WRITTEN EXERCISE =>
Update every line of the rows below by replacing "gray" with "charcoal" wherever it appears, leaving everything else unchanged. Omit the pictures from your answer.

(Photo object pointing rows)
————————

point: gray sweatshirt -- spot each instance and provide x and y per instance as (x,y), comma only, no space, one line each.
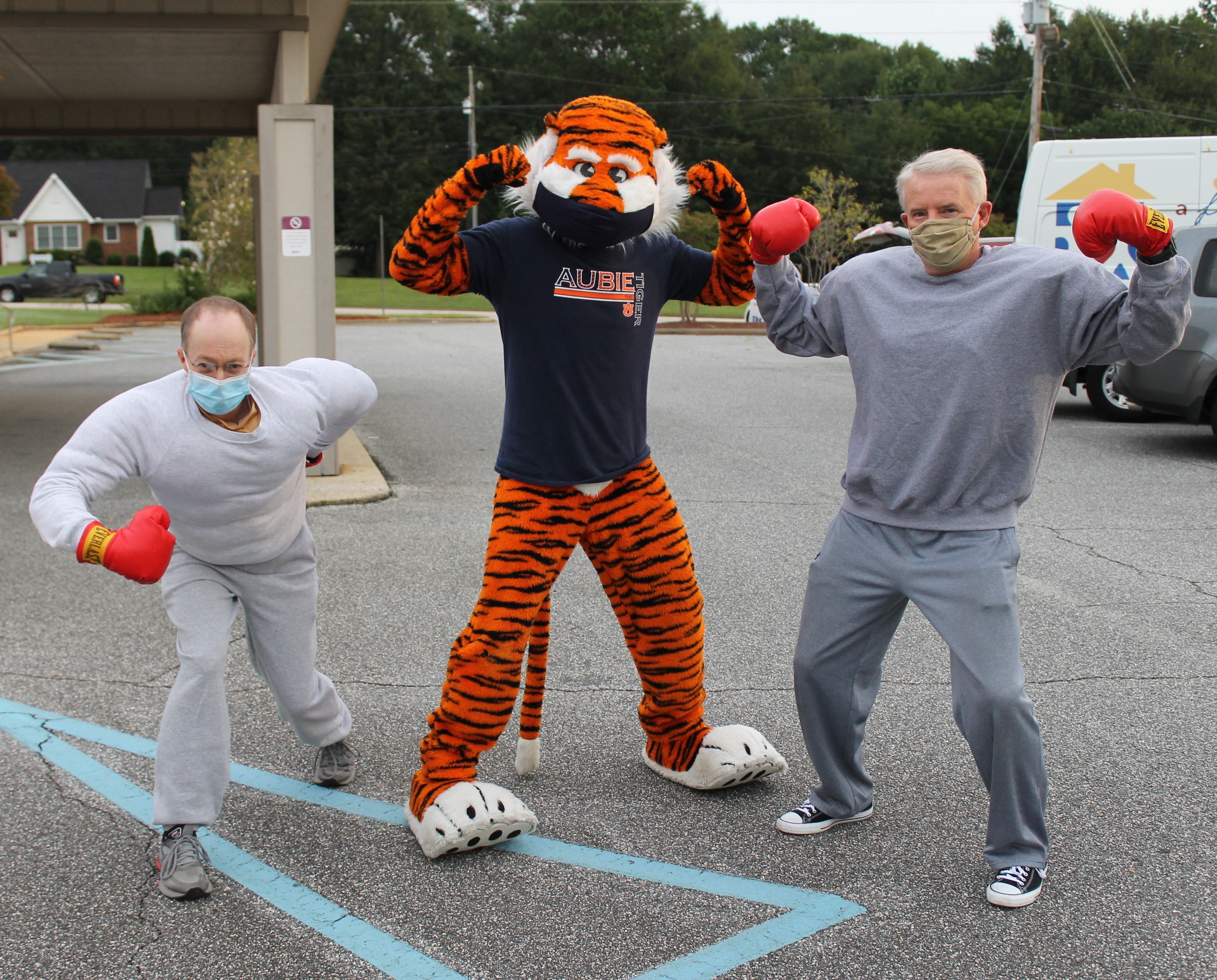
(233,498)
(957,376)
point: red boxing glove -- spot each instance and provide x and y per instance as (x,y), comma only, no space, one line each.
(1109,217)
(139,552)
(782,229)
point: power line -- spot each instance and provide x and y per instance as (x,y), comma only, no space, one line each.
(901,98)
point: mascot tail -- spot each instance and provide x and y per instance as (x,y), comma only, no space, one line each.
(528,747)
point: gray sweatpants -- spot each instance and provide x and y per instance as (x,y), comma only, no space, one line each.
(279,599)
(964,583)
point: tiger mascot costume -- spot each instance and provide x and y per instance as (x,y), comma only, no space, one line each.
(577,285)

————————

ANSWER TO THIS EXERCISE =>
point: charcoal sweatshirt -- spot each instance and provide x and y per instance as (x,y), comma only, no space, one line each.
(233,498)
(957,376)
point: red boxing glove -- spot each instance and provide x and y per instance as (x,y), comma only, no space, one line each.
(1109,217)
(139,552)
(782,229)
point: power line -- spot each instance and provide x and y per instance as (x,y), comma only, no space, one line each.
(901,98)
point: mascot tail -- spot each instance and provide x and y per instance as (x,y), comma only, no space, one line each.
(528,747)
point: charcoal sweatpants -- spot each instance and provide x and y per instance as (x,y), comma only, no space, one line each.
(279,599)
(964,583)
point: tiger mascot costume -- spot each instance and provide x and y per instance as (x,y), comma only, no space, one line each.
(577,285)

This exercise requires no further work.